TASK REQUIREMENTS >>
1 – Give the title of every book or article named in the piece on Oppenheimer's theories.
2 – In the piece on Oppenheimer's theories, what kind of evidence is said to prove that the Belgae were Celtic-speaking peoples?
3 – Decide whether each statement agrees with the piece on Oppenheimer's theories, and quote the words that decide it.
(a) Oppenheimer's Celtic branch of migration reached Britain from the south-west by way of Spain.
(b) The writer has already read The Origins of the British.
(c) Oppenheimer is a linguist.

EXTRACT >>

────────

My Director of Studies was asked to write a review of The Origins of the British, but quickly became irritated with Oppenheimer’s less than rigorous approach to academic articles.  For example, he apparently quotes the non-committal conclusion about whether the Belgae tribe spoke a Celtic language out of context and uses it as positive evidence for his argument that they must therefore have been speaking a Germanic language;  enough inscriptional evidence has now been found to prove that the Belgae were Celtic-speaking peoples.  Oppenheimer postulates two branches of pre-historic migration into Britain, a Celtic branch coming up from the south-west via Spain, and a Germanic branch coming through eastern Europe.  He then argues that this eastern branch must have been speaking a Germanic language long before the traditional date of the arrival of the Anglo-Saxons in Britain in the fifth century AD. 

Now, I have not read this book yet, but I would definitely have been sceptical of this.  The problem is that Oppenheimer is making linguistic arguments for a period for which we have absolutely no linguistic evidence.  Celtic and Germanic languages are both ultimately part of the Indo-European language group and it is very hard to pin-point exactly when in the pre-historic period the different branches of this group split off.  By arguing that just because one group came from the east they must have been speaking a Germanic language, Oppenheimer is also contradicting himself.  He has spent a long time in Out of Eden explaining how the inate human ability to learn language is genetically pre-programmed, but exactly which language we speak is conditioned by environmental factors – where we are born and what languages we are exposed to when we are very young.  This is why it is possible for humans to learn more than one language, although this becomes more difficult as we get older because the syntax and grammar for our mother-tongue is hard-wired into our brain at that young age. 

It therefore seems a little silly and contradictory for Oppenheimer to be arguing that a group of people in a particular place must have been speaking a particluar language solely because they were in that particular place in a period long before there is evidence for that language.  What is more, Classical authors such as Tacitus who encountered and wrote about both Celts and Germanic-speaking peoples in the first few centuries AD must surely have been able to tell the difference between the languages they spoke, and would very probably have commented had he encountered any Germanic tribes in Britain.

The problem stems ultimately from the fact that Oppenheimer is a geneticist, not a linguist, an historian or an archaeologist; he is therefore bound to make errors when trying to interpret linguistic, historical or archaeological evidence.  Whilst it is always important to analyse and consider as many different types of evidence as possible when trying to understand an historical or pre-historical period or event, it is also important to recognise that each piece of evidence must be considered on its own terms, and that such different types of evidence which require such different methods of interpretation can very rarely be shoe-horned together in an accurate way.  My Director of Studies directed me towards this article entitled Genetics, Linguistics and Prehistory: thinking big and thinking straight by Celtic scholar Patrick Sims-Williams which addresses exactly these issues with such interdisciplinary work.

I do still intend to read The Origins of the British, but I will be doing so with a healthy pinch of scepticism and my Director of Studies’ invective ringing in my ears!

────────

Dataset entries
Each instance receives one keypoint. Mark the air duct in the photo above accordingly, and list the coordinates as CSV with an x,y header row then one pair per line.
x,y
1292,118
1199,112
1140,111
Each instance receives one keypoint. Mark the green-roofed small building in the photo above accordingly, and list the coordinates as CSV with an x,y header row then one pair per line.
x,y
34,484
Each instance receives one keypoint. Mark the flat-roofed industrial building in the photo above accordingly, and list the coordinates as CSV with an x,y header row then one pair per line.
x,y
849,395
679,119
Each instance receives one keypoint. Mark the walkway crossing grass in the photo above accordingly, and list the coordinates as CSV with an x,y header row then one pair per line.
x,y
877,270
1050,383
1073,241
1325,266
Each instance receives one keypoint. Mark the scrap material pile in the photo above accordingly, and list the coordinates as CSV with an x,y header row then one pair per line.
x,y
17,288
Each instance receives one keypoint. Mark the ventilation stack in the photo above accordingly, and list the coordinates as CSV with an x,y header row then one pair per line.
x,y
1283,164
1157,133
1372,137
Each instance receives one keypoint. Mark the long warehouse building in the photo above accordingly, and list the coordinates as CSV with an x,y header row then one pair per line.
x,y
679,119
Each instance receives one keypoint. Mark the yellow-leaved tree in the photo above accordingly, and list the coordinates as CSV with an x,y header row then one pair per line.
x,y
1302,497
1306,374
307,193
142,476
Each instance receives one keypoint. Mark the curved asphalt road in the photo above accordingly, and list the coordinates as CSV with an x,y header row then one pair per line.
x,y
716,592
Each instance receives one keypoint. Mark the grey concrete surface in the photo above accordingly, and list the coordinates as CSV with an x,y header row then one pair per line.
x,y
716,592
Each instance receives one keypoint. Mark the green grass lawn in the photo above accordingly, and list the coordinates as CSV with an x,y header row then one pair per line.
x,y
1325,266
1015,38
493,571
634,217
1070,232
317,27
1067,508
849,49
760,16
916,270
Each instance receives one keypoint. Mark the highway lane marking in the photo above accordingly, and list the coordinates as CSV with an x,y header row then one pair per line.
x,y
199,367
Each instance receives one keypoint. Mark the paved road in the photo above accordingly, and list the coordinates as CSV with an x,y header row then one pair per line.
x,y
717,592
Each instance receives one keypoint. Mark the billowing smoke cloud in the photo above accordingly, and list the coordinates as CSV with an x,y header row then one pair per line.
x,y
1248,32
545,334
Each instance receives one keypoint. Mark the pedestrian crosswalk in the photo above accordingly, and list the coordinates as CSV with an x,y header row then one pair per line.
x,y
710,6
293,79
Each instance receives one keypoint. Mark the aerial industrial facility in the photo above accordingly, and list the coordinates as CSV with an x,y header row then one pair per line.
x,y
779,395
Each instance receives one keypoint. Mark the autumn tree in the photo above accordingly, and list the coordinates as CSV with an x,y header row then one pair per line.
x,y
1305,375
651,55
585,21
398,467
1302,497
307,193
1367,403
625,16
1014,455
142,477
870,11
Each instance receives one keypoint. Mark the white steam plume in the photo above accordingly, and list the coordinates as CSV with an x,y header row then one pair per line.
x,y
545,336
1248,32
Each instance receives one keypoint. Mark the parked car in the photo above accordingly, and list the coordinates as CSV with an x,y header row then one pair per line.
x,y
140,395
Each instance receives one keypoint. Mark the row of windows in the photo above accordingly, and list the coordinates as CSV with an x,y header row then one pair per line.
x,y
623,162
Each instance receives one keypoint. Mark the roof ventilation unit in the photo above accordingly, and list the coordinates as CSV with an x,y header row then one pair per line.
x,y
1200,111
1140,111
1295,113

────────

SOLVED TASKS >>
1 –
The Origins of the British
Out of Eden
Genetics, Linguistics and Prehistory: thinking big and thinking straight

2 – Inscriptional evidence.

3 –
(a) Yes: "a Celtic branch coming up from the south-west via Spain"
(b) No: "Now, I have not read this book yet"
(c) No: "Oppenheimer is a geneticist, not a linguist"